-- START OF ENTRIES PROVIDED --

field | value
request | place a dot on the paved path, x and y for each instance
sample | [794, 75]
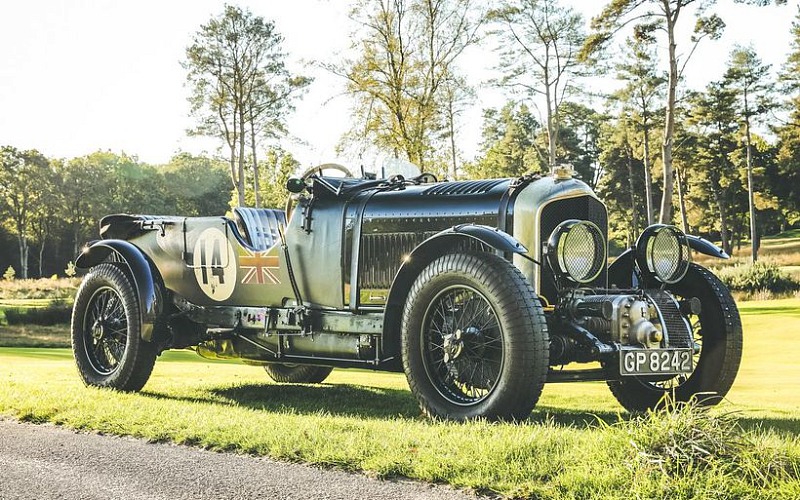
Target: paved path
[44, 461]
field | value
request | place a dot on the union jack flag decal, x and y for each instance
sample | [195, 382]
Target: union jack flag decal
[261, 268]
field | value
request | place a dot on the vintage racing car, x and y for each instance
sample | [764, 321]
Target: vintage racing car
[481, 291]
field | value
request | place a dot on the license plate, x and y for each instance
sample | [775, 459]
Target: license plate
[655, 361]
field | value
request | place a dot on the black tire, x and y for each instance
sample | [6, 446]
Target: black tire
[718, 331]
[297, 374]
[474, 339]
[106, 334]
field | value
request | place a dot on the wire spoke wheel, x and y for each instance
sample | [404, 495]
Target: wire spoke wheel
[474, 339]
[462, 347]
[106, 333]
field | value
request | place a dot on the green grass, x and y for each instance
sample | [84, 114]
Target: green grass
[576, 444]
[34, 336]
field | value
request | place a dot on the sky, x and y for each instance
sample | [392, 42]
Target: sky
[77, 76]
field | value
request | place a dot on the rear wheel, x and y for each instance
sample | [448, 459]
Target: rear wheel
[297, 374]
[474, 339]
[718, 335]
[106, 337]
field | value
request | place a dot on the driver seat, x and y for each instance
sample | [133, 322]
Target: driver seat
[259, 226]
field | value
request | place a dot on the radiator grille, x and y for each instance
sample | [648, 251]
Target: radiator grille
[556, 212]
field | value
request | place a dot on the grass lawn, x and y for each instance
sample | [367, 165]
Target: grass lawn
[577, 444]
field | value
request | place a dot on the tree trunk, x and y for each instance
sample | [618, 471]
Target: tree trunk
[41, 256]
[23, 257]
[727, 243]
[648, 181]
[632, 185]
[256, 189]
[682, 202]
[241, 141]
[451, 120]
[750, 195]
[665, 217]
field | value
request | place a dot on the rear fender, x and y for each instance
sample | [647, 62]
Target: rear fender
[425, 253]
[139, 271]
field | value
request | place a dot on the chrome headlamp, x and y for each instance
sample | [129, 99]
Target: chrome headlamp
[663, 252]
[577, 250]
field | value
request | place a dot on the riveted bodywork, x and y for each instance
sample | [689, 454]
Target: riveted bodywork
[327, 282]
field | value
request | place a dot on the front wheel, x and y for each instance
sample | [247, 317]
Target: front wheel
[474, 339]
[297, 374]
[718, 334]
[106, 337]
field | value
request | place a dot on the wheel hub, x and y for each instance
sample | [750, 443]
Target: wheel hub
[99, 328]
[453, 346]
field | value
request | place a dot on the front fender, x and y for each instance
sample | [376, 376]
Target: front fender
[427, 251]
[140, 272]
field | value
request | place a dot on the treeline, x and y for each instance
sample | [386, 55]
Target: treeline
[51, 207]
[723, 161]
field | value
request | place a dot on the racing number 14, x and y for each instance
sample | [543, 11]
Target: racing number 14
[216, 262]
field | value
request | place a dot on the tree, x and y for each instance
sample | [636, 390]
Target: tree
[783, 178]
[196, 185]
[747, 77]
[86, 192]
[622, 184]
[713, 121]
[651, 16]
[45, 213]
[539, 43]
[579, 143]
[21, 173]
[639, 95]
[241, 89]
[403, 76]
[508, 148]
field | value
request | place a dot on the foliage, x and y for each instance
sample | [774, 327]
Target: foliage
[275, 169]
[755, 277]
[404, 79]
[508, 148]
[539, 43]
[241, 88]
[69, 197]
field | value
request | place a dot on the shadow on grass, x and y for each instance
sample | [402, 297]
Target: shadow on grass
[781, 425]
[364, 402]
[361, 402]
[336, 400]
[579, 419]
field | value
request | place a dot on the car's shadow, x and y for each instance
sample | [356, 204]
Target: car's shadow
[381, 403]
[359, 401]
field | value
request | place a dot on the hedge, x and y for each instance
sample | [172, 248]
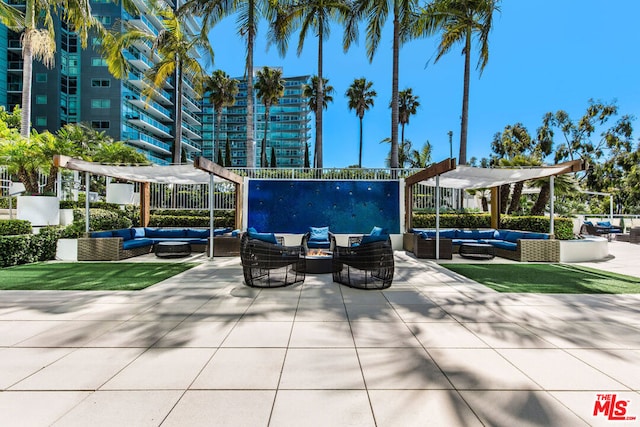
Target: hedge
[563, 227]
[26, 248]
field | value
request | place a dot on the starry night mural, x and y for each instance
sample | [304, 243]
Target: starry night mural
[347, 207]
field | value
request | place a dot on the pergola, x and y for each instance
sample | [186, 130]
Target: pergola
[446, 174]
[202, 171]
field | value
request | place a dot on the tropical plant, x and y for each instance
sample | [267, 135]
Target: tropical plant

-- END OF ENTRIES PROVIDED --

• **REQUEST**: List every line of the material that contains the string "seat". Letter case counts.

• **TASK SOLUTION**:
request | place a dot on the driver seat, x and y for each instance
Target: driver seat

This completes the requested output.